(Items listed in a dataset)
-------

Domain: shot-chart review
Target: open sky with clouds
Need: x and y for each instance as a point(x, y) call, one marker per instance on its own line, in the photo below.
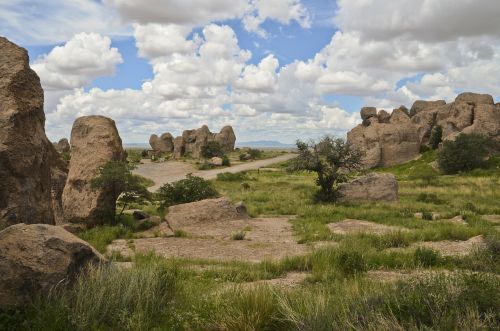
point(274, 69)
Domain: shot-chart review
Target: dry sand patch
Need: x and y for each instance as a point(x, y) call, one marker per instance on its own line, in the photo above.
point(350, 226)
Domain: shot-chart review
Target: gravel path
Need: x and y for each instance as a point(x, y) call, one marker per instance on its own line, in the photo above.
point(171, 171)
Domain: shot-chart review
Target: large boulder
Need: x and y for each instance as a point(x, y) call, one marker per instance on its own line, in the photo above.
point(35, 258)
point(422, 105)
point(385, 144)
point(94, 142)
point(192, 141)
point(197, 214)
point(162, 144)
point(62, 146)
point(25, 180)
point(373, 187)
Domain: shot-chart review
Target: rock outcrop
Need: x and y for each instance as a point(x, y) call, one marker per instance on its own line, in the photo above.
point(162, 144)
point(373, 187)
point(25, 178)
point(35, 258)
point(393, 139)
point(192, 141)
point(204, 212)
point(62, 146)
point(94, 142)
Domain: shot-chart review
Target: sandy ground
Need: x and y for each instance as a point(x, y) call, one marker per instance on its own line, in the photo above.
point(265, 239)
point(354, 226)
point(171, 171)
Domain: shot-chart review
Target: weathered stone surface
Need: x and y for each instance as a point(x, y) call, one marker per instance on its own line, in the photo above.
point(386, 144)
point(162, 144)
point(422, 105)
point(94, 142)
point(25, 179)
point(216, 161)
point(38, 257)
point(204, 212)
point(192, 141)
point(475, 98)
point(373, 187)
point(367, 112)
point(383, 116)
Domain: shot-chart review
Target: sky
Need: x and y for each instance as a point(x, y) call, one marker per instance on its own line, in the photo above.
point(273, 69)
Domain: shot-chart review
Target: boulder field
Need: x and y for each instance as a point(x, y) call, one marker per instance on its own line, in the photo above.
point(390, 139)
point(192, 141)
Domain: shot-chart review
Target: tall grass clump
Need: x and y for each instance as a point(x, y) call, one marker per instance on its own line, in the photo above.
point(110, 298)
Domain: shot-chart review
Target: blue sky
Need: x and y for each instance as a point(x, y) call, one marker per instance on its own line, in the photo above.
point(274, 69)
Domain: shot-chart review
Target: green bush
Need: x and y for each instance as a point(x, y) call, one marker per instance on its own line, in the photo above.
point(467, 152)
point(186, 190)
point(426, 257)
point(212, 149)
point(430, 198)
point(436, 137)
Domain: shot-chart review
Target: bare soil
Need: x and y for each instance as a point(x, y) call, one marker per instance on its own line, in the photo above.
point(349, 226)
point(265, 239)
point(167, 172)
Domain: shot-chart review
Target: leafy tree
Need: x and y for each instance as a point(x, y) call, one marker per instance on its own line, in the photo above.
point(190, 189)
point(436, 137)
point(212, 149)
point(331, 159)
point(124, 187)
point(467, 152)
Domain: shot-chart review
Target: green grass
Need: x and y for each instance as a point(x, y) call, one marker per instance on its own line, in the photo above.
point(191, 294)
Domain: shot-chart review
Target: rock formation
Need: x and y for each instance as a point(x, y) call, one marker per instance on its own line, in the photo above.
point(62, 146)
point(38, 257)
point(25, 178)
point(162, 144)
point(373, 187)
point(94, 142)
point(393, 139)
point(192, 141)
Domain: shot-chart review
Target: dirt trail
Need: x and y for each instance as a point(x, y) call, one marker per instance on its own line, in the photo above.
point(171, 171)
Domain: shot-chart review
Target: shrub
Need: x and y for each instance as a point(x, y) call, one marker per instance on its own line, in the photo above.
point(329, 159)
point(426, 257)
point(190, 189)
point(212, 149)
point(436, 137)
point(230, 177)
point(427, 216)
point(467, 152)
point(430, 198)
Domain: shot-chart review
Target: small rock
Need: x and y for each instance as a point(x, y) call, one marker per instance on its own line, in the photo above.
point(139, 215)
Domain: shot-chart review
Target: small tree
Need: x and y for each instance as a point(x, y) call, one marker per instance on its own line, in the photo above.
point(436, 137)
point(467, 152)
point(212, 149)
point(331, 159)
point(124, 187)
point(190, 189)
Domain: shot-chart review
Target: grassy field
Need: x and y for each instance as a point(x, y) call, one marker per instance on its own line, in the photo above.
point(339, 293)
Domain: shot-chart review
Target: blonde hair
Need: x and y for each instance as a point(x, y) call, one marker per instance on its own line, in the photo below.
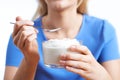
point(42, 8)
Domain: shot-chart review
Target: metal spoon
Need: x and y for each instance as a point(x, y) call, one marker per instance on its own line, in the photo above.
point(47, 30)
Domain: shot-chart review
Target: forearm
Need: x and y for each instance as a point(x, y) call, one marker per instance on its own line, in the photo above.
point(26, 71)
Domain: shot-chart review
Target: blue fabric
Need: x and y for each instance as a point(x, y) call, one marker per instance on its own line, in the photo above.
point(97, 34)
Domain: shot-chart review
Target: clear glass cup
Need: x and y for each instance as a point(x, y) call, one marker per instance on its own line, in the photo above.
point(51, 55)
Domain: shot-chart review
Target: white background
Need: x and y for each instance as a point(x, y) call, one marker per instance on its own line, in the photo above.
point(9, 9)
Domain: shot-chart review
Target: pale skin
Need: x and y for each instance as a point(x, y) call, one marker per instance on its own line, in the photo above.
point(61, 13)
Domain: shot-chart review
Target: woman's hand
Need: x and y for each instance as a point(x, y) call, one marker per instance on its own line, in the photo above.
point(84, 64)
point(24, 37)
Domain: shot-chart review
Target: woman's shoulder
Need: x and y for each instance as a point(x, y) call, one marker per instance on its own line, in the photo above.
point(98, 23)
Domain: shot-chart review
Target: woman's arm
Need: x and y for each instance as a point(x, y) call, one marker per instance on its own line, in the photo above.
point(86, 66)
point(24, 37)
point(113, 68)
point(26, 71)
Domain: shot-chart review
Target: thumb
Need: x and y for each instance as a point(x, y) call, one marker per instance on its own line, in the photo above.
point(18, 18)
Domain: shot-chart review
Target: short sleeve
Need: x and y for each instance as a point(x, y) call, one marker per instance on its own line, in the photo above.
point(13, 55)
point(110, 49)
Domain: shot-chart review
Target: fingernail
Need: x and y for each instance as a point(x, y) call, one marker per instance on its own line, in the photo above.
point(62, 62)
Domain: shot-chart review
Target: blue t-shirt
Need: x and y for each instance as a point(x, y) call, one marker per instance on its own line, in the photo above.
point(98, 35)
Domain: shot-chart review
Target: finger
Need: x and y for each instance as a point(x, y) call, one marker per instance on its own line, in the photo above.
point(81, 49)
point(77, 71)
point(76, 64)
point(18, 25)
point(74, 56)
point(22, 31)
point(18, 18)
point(23, 36)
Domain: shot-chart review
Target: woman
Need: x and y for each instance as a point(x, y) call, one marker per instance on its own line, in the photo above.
point(98, 57)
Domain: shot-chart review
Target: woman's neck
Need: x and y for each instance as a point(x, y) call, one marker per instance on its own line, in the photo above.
point(69, 21)
point(64, 19)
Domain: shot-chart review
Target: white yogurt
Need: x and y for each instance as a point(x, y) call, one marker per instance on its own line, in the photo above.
point(54, 47)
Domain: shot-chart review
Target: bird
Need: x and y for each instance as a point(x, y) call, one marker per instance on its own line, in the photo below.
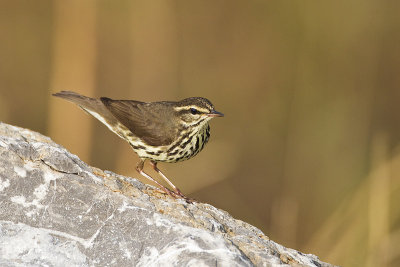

-------

Restate the data above exactly, stripping out each image.

> **Exercise result**
Domain: shot-chart review
Target: open sky with clouds
Need: x and y for each instance as a point(x, y) call, one marker per instance on its own line, in the photo below.
point(274, 69)
Domain: shot-chart review
Target: dry sand patch
Need: x and y for each instance as a point(x, y) call, one marker per instance on its own line, in the photo above.
point(350, 226)
Domain: shot-chart review
Target: gravel path
Need: x and y for each instance as a point(x, y) call, one marker per instance on its own line, in the photo above.
point(171, 171)
Domain: shot-chart review
Target: large boulder
Need: x and y for each instance as a point(x, y) call, one marker per instance on its own line, in the photo above.
point(35, 258)
point(422, 105)
point(385, 144)
point(94, 142)
point(192, 141)
point(197, 214)
point(162, 144)
point(62, 146)
point(25, 180)
point(373, 187)
Domain: shot-chart review
Target: rock outcrop
Need: x and y for each instance as a point(x, y) call, one marker per instance on its own line, in the photo above.
point(162, 144)
point(373, 187)
point(25, 178)
point(35, 258)
point(393, 139)
point(192, 141)
point(204, 212)
point(62, 146)
point(94, 142)
Domain: shot-chart review
Target: sandy ground
Need: x and y for each instance as a point(x, y) call, one marker per instance on its own line, in the photo above.
point(265, 239)
point(354, 226)
point(171, 171)
Domain: shot-chart review
Target: weathered stone surface
Need: x and y for each instance as a point(x, y) call, one marker per instance on its own line, in the photo above.
point(386, 144)
point(162, 144)
point(422, 105)
point(94, 142)
point(25, 179)
point(216, 161)
point(38, 257)
point(204, 212)
point(192, 141)
point(475, 98)
point(373, 187)
point(367, 112)
point(383, 116)
Domain: shot-chart review
Target: sky
Need: x and y for each instance as a point(x, y) call, one marker per instance on its own line, in the photo above.
point(273, 69)
Domain: shot-chart review
Target: boulder field
Need: x and y for each instance as a point(x, y) call, one marker per instance on its own line, in the photo above.
point(390, 139)
point(192, 141)
Domain: shot-chart review
Target: tall grass clump
Need: x and y for each instance as a point(x, y) call, one marker per instance on its own line, in the photo above.
point(110, 298)
Domain: shot-chart review
Target: blue sky
Need: x and y for each instance as a point(x, y) call, one marker per instance on its own line, in the photo above.
point(274, 69)
Domain: shot-chart review
Target: green bush
Need: x and y for each instance as a point(x, y) call, one marker per instance on its own line, in the photo above.
point(467, 152)
point(186, 190)
point(426, 257)
point(212, 149)
point(430, 198)
point(436, 137)
Domain: shot-chart review
Target: bare soil
Need: x and y for each instance as a point(x, y) call, one marker per instance on its own line, in the photo above.
point(349, 226)
point(265, 239)
point(167, 172)
Domain: shot-chart review
Target: leafy tree
Need: x and y for each instance as a point(x, y) call, one marker per instance on its own line, in the photo above.
point(190, 189)
point(436, 137)
point(212, 149)
point(331, 159)
point(124, 187)
point(467, 152)
Domain: shot-chart review
Target: green grass
Need: x and y for each instance as a point(x, y) call, one marker per instance on its own line, in the photo above.
point(191, 294)
Domain: shot-chart review
Target: rock formation
Need: x and y for each instance as a point(x, y) call, one marker per instance on its own line, in the photo above.
point(62, 146)
point(38, 257)
point(25, 178)
point(162, 144)
point(373, 187)
point(94, 142)
point(393, 139)
point(192, 141)
Domain: shot-chart review
Target: dirt trail
Need: x and y for each instance as a point(x, y) call, one marker per instance on its own line, in the photo above.
point(171, 171)
Domain: shot-chart review
Target: shrub
Need: x and y for each instance as a point(x, y) call, one marker per instance on its own line, in the photo above.
point(329, 159)
point(426, 257)
point(190, 189)
point(212, 149)
point(436, 137)
point(230, 177)
point(427, 216)
point(467, 152)
point(430, 198)
Domain: shot-chart review
Target: small rock
Need: x and y for each instance as a point(x, y) call, one marker per instance on its own line, in the photo above.
point(139, 215)
Domain: shot-chart review
Target: small tree
Need: x and y for each instance as a point(x, y) call, one marker per instance on its own line, in the photo above.
point(436, 137)
point(467, 152)
point(212, 149)
point(331, 159)
point(124, 187)
point(190, 189)
Domain: shot-chart review
Target: grassy field
Need: x and y for each instance as a point(x, y) call, one marker per instance on its own line, in the photo above.
point(339, 293)
Domain: shot-chart review
Target: blonde hair
Need: x and y for each instance as a point(x, y) call, one marker per instance on its own line, in the photo below.
point(42, 8)
Domain: shot-chart review
Target: metal spoon
Need: x and y for each instance as a point(x, y) call, one marker per instance on its own line, in the photo above.
point(47, 30)
Domain: shot-chart review
Target: forearm
Need: x and y for each instance as a point(x, y) call, one marker per instance on its own line, in the photo above.
point(26, 71)
Domain: shot-chart review
Target: blue fabric
Need: x and y for each instance as a point(x, y) call, one marker per instance on its own line, in the photo above.
point(97, 34)
Domain: shot-chart review
Target: clear glass cup
Need: x and y for each instance as a point(x, y) call, one marker per instance on its own line, in the photo above.
point(51, 55)
Domain: shot-chart review
Target: white background
Need: x and y for each instance as a point(x, y) call, one marker per instance on its own line, in the photo above.
point(9, 9)
Domain: shot-chart review
Target: pale skin
Need: x and y for each instance as a point(x, y) call, one marker per instance on its own line, in the photo above.
point(61, 13)
Domain: shot-chart review
Target: woman's hand
Need: x and y for each instance as a point(x, y) call, one marker per instance on its own line, in the photo above.
point(84, 64)
point(24, 37)
Domain: shot-chart review
Target: woman's shoulder
Need: x and y for each instance as a point(x, y) call, one marker per instance on its own line, in the photo above.
point(98, 23)
Domain: shot-chart review
Target: woman's arm
Need: x and y for each instance as a point(x, y) call, one marker per instance on its own line, in the photo above.
point(86, 66)
point(24, 37)
point(113, 68)
point(26, 71)
Domain: shot-chart review
Target: thumb
Need: x and y for each instance as a point(x, y) call, one marker per instance on its own line, in the photo above.
point(18, 18)
Domain: shot-chart review
Target: short sleeve
Need: x and y for each instance as a point(x, y) call, one marker per instance on its own line, in the photo above.
point(13, 55)
point(110, 49)
Domain: shot-chart review
Target: fingernail
Need: x and y for each instance as a point(x, y) call, one marker per instance on its own line, in the photo above.
point(62, 62)
Domain: shot-chart review
Target: blue t-shirt
Need: x and y for each instance as a point(x, y) call, one marker per instance on its own line, in the photo above.
point(98, 35)
Domain: shot-chart review
Target: finger
Need: x and y for each instance as a point(x, y) call, one marker per instance on its own line, in the photo above.
point(81, 49)
point(77, 71)
point(76, 64)
point(18, 25)
point(74, 56)
point(22, 31)
point(18, 18)
point(23, 36)
Domain: shot-chart review
Target: woman
Need: x and y for each instance as a point(x, y) call, one marker per instance on its own line, in the photo above.
point(98, 57)
Domain: shot-chart review
Target: woman's neck
Need: x and y for each instance as a point(x, y) call, one marker per instance on its own line, in the photo above.
point(69, 21)
point(64, 19)
Domain: shot-chart review
Target: white yogurt
Need: x and y for each instance as a point(x, y) call, one marker per instance on its own line, in the photo above.
point(54, 47)
Domain: shot-chart review
Target: bird
Need: x and y for each instance as a point(x, y) call, one marker per instance on its own line, in the photo below.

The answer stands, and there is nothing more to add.